— begin Record list —
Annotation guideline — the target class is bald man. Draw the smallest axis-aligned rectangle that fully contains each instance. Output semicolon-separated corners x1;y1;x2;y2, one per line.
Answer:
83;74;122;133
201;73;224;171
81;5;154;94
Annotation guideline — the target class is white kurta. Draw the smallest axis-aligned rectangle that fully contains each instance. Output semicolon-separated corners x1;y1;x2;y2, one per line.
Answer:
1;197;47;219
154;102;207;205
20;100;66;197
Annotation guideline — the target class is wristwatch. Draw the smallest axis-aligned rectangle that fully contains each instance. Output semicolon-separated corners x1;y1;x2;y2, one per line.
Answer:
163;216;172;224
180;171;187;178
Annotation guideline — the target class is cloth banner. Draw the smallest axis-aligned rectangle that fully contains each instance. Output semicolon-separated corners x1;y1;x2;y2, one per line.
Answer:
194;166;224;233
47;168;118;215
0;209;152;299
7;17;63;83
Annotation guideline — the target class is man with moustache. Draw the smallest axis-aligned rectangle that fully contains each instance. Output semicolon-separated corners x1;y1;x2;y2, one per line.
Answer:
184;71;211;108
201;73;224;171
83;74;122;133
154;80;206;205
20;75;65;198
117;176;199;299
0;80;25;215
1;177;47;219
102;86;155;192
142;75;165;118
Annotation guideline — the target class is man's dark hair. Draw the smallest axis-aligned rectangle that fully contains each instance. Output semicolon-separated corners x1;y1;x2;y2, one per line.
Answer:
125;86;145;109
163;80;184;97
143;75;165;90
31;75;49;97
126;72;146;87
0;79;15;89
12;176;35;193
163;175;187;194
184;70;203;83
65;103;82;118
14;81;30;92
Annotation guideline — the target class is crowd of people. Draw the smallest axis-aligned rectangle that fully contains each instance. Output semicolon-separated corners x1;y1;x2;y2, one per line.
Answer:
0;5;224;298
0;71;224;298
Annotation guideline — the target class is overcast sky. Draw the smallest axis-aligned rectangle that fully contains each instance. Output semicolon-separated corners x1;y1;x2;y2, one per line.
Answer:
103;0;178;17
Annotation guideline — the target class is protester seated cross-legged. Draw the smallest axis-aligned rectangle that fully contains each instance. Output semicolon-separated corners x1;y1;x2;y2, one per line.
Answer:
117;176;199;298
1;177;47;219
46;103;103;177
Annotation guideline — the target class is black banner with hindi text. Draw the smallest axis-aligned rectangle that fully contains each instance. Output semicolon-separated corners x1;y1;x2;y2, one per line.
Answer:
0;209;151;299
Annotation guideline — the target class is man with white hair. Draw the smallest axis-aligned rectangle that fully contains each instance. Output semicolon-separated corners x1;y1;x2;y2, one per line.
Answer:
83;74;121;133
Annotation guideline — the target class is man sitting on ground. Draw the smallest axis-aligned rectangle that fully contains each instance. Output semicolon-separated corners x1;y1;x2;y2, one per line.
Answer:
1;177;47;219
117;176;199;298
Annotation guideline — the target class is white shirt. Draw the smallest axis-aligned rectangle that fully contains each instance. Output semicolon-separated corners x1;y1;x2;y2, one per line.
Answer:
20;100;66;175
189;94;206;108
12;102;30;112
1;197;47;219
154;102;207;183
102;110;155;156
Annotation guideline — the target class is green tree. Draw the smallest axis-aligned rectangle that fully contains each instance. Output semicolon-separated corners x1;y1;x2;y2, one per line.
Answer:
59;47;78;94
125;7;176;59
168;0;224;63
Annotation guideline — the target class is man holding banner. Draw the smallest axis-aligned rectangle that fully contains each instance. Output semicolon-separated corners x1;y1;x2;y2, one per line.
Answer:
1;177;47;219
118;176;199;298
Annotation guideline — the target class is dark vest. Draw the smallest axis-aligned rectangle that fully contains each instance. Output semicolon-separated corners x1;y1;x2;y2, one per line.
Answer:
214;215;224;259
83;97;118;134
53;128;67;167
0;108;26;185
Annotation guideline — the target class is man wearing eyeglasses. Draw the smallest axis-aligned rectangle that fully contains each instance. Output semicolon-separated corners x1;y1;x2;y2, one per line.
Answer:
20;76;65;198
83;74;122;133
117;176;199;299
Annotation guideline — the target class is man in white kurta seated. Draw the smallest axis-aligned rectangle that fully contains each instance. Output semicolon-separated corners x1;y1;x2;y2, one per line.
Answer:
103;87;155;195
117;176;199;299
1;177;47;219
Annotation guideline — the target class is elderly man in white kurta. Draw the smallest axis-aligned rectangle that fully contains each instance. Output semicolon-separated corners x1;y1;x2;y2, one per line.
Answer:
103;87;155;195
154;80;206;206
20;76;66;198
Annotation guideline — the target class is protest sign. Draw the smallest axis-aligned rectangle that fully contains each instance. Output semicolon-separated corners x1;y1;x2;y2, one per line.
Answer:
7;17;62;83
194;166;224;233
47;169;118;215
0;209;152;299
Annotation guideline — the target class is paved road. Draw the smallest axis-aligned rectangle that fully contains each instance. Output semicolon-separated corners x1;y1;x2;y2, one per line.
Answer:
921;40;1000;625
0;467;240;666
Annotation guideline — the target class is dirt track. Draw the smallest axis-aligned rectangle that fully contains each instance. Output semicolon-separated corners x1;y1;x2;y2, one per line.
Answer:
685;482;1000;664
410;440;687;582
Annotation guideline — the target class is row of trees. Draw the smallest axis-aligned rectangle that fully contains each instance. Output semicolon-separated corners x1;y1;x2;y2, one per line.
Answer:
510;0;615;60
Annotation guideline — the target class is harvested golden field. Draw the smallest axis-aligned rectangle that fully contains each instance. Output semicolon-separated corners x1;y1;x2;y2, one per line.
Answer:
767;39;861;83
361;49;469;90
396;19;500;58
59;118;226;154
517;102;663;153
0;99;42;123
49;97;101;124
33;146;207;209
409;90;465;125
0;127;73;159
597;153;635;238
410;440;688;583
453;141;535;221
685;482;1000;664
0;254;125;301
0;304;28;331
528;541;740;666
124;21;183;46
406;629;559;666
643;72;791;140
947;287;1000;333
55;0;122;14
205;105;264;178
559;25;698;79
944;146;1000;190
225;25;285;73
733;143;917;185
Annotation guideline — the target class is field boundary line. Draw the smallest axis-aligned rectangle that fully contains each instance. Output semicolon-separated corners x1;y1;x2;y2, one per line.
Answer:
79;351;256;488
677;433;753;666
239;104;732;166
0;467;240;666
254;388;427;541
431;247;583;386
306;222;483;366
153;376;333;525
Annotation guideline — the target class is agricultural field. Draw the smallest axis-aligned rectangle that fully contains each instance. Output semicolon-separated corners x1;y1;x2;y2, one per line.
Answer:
— end Record list —
Retype the whole listing above line for line, without changing a single character.

Answer to the problem:
Annotation guideline — the target class is bald man. Draw the smallest axis-aligned rectangle that fully contains each instance. Output semicolon-separated corners x1;y1;x2;y2, one per line.
Answer:
83;74;122;133
201;73;224;171
81;5;154;94
Annotation guideline — the target class is white kurta. Draw the smallest axis-aligned rectangle that fully contains each instance. Output semicolon-separated corners x1;y1;x2;y2, one per line.
Answer:
1;197;47;219
154;102;207;205
20;100;66;197
Annotation guideline — the target class is wristwatch. Draw the smallest axis-aligned rectangle that fully contains each instance. Output semicolon-separated corners x1;y1;x2;y2, one per line.
Answer:
163;216;172;224
180;171;187;178
Annotation guideline — the target class is cloth banner. Draw the smallest axis-aligned rectangle that fully contains each instance. Output semicolon-separated corners x1;y1;x2;y2, one per line.
Answer:
194;166;224;233
47;168;118;215
0;209;152;299
7;17;63;83
Annotation guideline — the target class is man with moustache. Draw the smallest axis-aligned rectangle that fully contains each instance. Output semicolon-separated corners x1;y1;x2;y2, one per line.
Answer:
184;71;211;108
201;73;224;171
83;74;122;133
154;80;206;205
20;75;65;198
117;176;199;299
0;80;25;215
1;177;47;219
102;86;155;192
142;75;165;118
Annotation guideline — the target class is man's dark hair. Draw the smallest axis-aligned rectangle that fully contains each instance. Output semicolon-separated corners x1;y1;x2;y2, one per line.
Answer:
125;86;145;109
163;80;184;97
143;75;165;90
31;75;49;97
126;72;146;87
0;79;15;89
12;176;35;193
163;175;187;194
184;70;203;83
65;103;82;118
14;81;30;92
Annotation guideline — the target class is crowd of people. Draw the smallest axis-aligned rectangle that fully contains each instance. Output semicolon-separated corners x1;y1;x2;y2, one per line.
Answer:
0;5;224;298
0;71;224;298
Annotation guideline — the target class is overcast sky. Draw the smallest axis-aligned rectangle that fully contains each instance. Output semicolon-separated corners x1;y1;x2;y2, one per line.
Answer:
103;0;178;17
Annotation guideline — the target class is protester seated cross-legged. Draw the smallest axis-aligned rectangle that fully contains each instance. Output semicolon-separated corners x1;y1;x2;y2, one per line.
Answer:
117;176;199;298
1;177;47;219
46;103;103;177
Annotation guideline — the target class is black banner with hindi text. Draw the smallest axis-aligned rectangle that fully contains each instance. Output semicolon-separated corners x1;y1;x2;y2, one per line.
Answer:
0;209;151;299
Annotation guideline — the target class is man with white hair. Draw the smallest axis-aligned rectangle that fully contains each instance. Output semicolon-separated corners x1;y1;x2;y2, one per line.
Answer:
83;74;121;133
Annotation guideline — the target class is man sitting on ground. Draw the smallest axis-aligned rectangle that fully contains each instance. Output semicolon-separated corners x1;y1;x2;y2, one per line.
Answer:
1;177;47;219
117;176;199;298
Annotation guideline — the target class is white shirt. Draw the smallest axis-aligned rectangle that fully contains each instance. Output semicolon-separated corners x1;y1;x2;y2, one per line.
Answer:
20;100;66;175
189;94;206;108
12;102;30;112
1;197;47;219
154;102;207;183
102;110;155;156
Annotation guideline — the target class is green tree. Draw the smallest axis-aligned rectangle that fully contains each instance. Output semicolon-separated corners x1;y1;x2;y2, one per line.
Answer:
59;47;78;94
125;7;176;59
168;0;224;63
Annotation guideline — the target class is man holding banner. Draw the smallest axis-aligned rectangle that fully contains each instance. Output semicolon-separated corners x1;y1;x2;y2, one per line.
Answer:
1;177;47;219
118;176;199;298
Annotation guideline — the target class is dark vest. Draw the smallest axis-aligned rectangle that fully contains each instance. Output semicolon-separated corners x1;y1;x2;y2, one per line.
Answer:
214;215;224;259
83;97;118;134
53;128;67;167
0;108;26;185
Annotation guideline — the target class is man wearing eyeglasses. Draw the smallest axis-aligned rectangle that fully contains each instance. Output semicolon-separated corners x1;y1;x2;y2, one per line.
Answer:
20;76;65;198
83;74;122;133
117;176;199;299
Annotation guideline — the target class is man in white kurta seated. Draw the smallest axis-aligned rectangle that fully contains each instance. Output semicolon-separated corners x1;y1;x2;y2, one per line.
Answer:
103;87;155;195
117;176;199;299
1;177;47;219
Annotation guideline — the target class is elderly man in white kurta. Draw the smallest axis-aligned rectangle that fully contains each instance. Output semicolon-separated corners x1;y1;x2;y2, one per line.
Answer:
103;87;155;195
154;80;206;206
20;76;66;198
Annotation guideline — the target class is protest sign. Draw the smallest axis-aligned rectangle that fully contains each instance. Output semicolon-separated corners x1;y1;x2;y2, one per line.
Answer:
7;17;62;83
194;166;224;233
47;169;118;215
0;209;152;299
Annotation guideline — the target class is paved road. Draw the smallest axis-aligned rectangle that fully contains each instance. Output semicolon-separated corners x1;y1;x2;y2, one per line.
Answer:
921;40;1000;625
0;467;240;666
Annotation guideline — the target class is dirt track. Draw the smallest axis-aligned rectangle that fully contains each instance. Output semicolon-separated corners x1;y1;x2;y2, one per line.
Answer:
685;482;1000;664
410;440;687;582
Annotation guideline — the target class is row of trees. Draw the smallest axis-aligned rectangle that fully contains each instance. Output semicolon-separated corners x1;y1;x2;y2, one per line.
Answer:
510;0;615;60
Annotation guideline — the target class is harvested golden field. Draw the smallest axis-aligned rectangle that fully contains each instance. Output semicolon-separated corners x1;y1;x2;y2, one per line.
Answer:
767;39;861;83
361;49;469;90
396;19;500;58
59;118;226;154
517;102;663;153
0;99;42;123
49;97;101;124
33;146;207;209
409;90;465;125
0;127;73;159
597;153;635;238
410;440;688;583
453;141;535;221
685;482;1000;664
0;254;125;301
0;304;28;331
528;541;740;666
124;21;183;46
406;629;559;666
643;72;791;140
947;287;1000;333
55;0;122;14
205;105;264;178
559;25;698;79
944;146;1000;190
225;25;285;73
733;143;917;185
Annotation guideline — the target class is field boundary line. Draw the smallest axis-aligned rectangle that fully contains each instance. Output semicolon-separated corners x1;y1;x2;y2, one per line.
Answer:
79;351;256;488
677;433;753;666
239;104;732;166
0;467;240;666
254;388;427;541
431;247;583;386
306;222;483;366
153;376;333;525
Annotation guideline — the target class is agricultural field. Draw the smallest axis-aligned rectangle that fully contains each instance. Output semicolon-separated corners x1;y1;x2;y2, one per line.
Answer:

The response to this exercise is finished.